EXERCISE OBJECTIVE: Quote the rows below verbatim, starting at the row that contains "Where can the gray" and ending at the row that contains "pixel 232 363", with both of those rows included.
* start DATA SECTION *
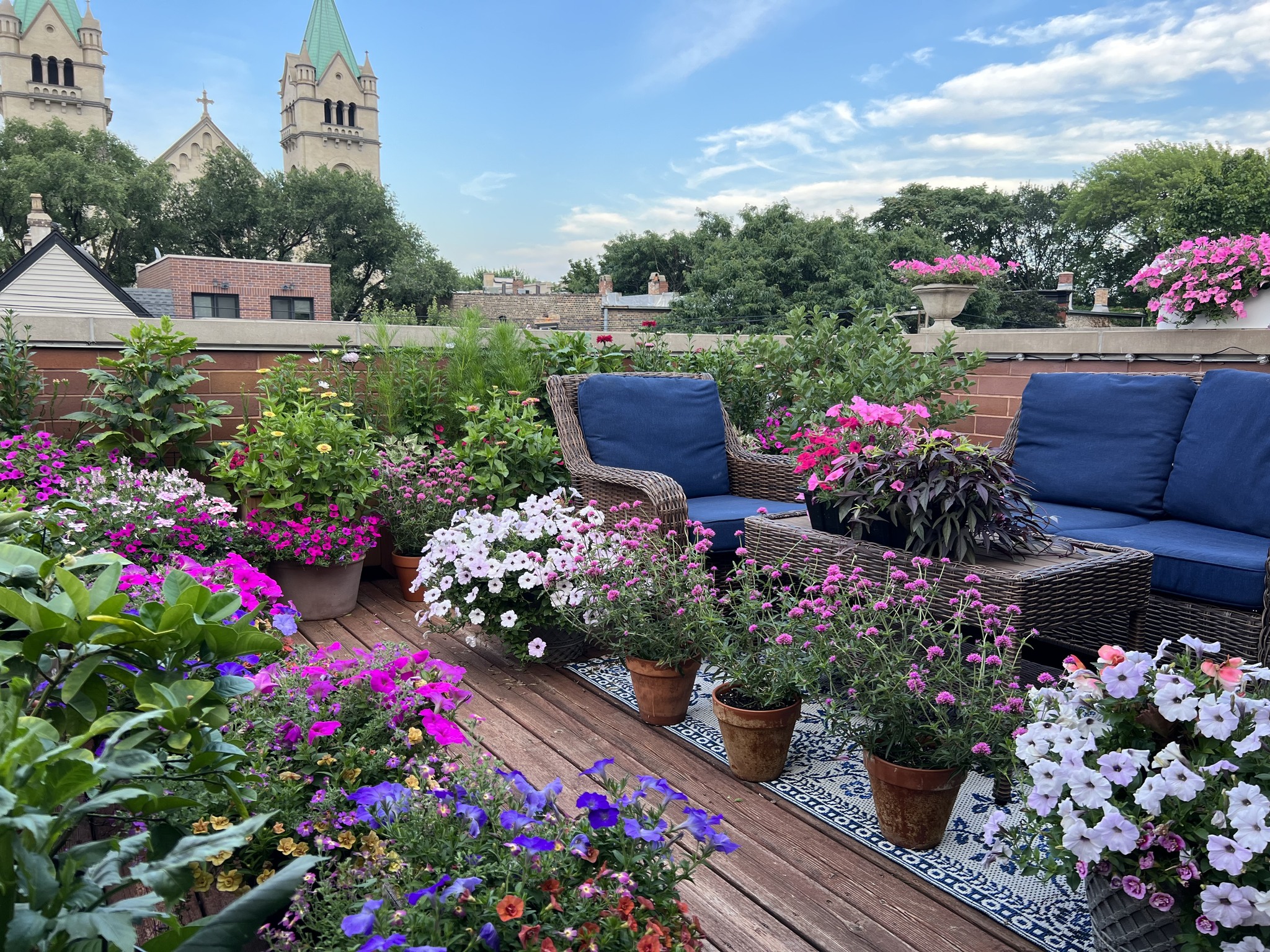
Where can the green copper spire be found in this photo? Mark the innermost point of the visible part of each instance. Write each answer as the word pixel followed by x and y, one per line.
* end DATA SECTION *
* start DATA SECTION *
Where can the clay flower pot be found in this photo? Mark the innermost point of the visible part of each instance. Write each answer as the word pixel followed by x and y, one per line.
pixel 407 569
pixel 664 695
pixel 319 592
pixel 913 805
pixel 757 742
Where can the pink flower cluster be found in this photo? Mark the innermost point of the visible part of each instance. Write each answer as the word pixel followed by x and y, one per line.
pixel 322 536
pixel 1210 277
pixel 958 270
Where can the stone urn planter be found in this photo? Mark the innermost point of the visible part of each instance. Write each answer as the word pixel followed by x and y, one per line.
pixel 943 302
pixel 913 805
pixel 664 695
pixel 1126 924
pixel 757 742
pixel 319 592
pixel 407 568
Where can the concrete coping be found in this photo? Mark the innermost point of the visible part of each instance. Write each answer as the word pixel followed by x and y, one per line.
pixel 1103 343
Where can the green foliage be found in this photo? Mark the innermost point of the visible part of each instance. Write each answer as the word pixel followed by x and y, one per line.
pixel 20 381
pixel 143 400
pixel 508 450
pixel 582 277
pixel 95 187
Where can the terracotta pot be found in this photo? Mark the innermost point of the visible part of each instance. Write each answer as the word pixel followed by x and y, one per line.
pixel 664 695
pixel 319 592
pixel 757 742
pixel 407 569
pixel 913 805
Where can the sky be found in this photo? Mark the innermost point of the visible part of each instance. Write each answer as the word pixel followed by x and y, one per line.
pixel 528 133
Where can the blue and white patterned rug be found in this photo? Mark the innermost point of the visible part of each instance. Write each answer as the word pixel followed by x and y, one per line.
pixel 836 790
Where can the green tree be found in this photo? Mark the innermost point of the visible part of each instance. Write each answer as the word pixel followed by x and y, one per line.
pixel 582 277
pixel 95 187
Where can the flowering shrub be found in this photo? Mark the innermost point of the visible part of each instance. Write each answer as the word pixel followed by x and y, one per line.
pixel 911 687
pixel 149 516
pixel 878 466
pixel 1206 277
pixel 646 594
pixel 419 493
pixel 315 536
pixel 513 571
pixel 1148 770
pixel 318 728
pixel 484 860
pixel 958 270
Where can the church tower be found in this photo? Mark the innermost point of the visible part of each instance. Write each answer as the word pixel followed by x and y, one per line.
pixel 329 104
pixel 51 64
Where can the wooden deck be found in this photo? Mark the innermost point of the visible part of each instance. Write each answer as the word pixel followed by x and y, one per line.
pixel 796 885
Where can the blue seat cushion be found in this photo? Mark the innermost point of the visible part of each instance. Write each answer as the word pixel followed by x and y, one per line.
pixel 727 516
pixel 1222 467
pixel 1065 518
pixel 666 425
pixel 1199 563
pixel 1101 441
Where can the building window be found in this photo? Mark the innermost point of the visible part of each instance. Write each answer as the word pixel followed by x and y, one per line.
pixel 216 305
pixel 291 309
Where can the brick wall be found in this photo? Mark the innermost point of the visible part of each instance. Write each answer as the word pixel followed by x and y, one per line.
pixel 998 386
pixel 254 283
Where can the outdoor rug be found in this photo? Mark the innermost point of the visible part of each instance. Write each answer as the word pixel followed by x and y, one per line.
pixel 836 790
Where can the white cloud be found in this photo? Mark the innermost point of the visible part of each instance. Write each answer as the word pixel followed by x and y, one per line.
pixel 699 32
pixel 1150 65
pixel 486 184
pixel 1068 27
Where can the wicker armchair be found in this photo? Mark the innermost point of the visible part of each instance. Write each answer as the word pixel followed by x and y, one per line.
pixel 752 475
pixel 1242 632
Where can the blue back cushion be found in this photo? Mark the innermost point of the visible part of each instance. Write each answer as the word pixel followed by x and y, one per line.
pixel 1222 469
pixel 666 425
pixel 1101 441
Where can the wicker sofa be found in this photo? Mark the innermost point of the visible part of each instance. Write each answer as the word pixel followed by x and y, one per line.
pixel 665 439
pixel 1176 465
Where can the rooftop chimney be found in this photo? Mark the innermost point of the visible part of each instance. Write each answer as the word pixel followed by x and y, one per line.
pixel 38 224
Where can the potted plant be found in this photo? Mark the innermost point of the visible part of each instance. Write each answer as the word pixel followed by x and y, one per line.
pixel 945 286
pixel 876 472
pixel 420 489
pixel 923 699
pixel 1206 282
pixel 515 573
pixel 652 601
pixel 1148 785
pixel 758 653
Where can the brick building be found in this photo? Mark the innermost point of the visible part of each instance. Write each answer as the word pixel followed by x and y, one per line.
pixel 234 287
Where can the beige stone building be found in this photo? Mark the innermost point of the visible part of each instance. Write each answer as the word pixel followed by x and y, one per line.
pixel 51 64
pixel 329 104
* end DATA SECTION *
* start DATA SECTION *
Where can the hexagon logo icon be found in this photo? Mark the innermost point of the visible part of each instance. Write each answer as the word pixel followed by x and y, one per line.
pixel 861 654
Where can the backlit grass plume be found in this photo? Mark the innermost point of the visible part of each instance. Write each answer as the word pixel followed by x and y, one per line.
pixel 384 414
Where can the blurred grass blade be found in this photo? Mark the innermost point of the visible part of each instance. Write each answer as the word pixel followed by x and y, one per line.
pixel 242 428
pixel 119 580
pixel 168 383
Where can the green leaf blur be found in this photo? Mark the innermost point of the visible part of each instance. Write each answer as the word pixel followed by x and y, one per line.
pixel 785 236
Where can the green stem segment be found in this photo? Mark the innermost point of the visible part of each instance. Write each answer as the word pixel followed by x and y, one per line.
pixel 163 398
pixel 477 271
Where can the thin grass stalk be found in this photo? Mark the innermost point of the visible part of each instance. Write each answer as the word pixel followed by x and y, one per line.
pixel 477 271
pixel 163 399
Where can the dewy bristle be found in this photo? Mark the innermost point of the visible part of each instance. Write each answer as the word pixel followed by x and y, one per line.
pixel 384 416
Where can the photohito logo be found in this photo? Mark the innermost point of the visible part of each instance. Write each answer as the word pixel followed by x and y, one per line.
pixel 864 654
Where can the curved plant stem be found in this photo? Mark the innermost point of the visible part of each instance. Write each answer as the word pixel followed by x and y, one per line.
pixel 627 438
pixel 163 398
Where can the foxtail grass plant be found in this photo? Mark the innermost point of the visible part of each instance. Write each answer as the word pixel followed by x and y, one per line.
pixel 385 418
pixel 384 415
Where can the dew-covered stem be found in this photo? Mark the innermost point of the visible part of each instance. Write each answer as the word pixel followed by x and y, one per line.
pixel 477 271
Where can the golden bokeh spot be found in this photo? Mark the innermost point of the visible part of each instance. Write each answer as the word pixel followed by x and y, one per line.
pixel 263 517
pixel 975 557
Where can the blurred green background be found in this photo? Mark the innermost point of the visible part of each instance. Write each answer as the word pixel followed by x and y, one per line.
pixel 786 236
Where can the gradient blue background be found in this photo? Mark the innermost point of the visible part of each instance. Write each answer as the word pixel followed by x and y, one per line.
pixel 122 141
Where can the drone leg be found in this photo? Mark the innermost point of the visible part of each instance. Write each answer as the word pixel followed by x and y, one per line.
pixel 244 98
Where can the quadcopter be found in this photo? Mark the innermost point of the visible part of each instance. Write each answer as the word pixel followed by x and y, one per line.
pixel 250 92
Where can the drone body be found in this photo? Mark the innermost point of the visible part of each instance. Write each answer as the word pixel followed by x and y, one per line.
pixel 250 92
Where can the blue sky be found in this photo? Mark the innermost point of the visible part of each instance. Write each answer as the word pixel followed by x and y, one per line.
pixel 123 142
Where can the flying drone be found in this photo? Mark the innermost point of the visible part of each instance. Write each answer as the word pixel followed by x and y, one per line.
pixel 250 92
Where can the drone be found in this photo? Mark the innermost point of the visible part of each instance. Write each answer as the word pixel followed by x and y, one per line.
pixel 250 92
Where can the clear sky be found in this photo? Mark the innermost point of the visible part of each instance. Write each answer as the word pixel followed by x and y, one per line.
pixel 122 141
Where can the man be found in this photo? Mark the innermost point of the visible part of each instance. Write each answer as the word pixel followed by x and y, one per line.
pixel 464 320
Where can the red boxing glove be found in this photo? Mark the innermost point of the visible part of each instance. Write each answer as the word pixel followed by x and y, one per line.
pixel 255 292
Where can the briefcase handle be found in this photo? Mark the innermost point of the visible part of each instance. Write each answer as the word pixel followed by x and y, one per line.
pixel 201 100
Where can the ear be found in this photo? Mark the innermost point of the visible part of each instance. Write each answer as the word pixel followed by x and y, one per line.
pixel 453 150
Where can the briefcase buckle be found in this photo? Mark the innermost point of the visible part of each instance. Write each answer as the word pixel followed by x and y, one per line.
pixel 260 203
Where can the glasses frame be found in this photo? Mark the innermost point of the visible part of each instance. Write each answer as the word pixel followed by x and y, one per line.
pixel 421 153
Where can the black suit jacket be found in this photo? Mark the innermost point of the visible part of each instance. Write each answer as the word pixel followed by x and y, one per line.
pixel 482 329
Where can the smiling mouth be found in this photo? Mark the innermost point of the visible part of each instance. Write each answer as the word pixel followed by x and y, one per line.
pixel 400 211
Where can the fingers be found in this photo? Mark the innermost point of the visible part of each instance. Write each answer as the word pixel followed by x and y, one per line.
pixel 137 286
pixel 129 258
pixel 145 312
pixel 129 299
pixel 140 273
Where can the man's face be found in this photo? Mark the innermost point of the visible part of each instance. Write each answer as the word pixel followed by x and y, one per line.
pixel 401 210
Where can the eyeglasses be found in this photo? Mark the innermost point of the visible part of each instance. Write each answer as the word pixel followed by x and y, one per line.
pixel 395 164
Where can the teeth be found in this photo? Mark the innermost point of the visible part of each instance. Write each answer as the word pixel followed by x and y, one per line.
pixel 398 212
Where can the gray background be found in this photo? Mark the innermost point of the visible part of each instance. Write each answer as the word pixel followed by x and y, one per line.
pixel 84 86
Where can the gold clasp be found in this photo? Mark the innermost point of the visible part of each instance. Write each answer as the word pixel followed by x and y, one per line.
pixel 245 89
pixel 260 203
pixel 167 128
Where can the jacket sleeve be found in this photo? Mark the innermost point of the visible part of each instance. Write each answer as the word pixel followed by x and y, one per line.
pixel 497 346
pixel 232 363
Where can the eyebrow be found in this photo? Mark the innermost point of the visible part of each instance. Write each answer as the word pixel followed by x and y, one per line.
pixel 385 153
* end DATA SECTION *
FINISHED TASK:
Where can the gray background be found in this photo? Mark the innermost point of the visible part of each instance. Write each answer as the word pixel followed by x and y, one per line.
pixel 84 86
Where can the gold clasp be found in this photo? Mark the innermost point of the visible part of each instance. Write each answer as the word pixel followed by x and y, one per line.
pixel 245 89
pixel 260 203
pixel 167 128
Where can the jacket sleeve be found in this photo? Mark the innermost point of the visible part of each instance. Write each answer as the word pixel followed by x and y, one per line.
pixel 497 346
pixel 232 363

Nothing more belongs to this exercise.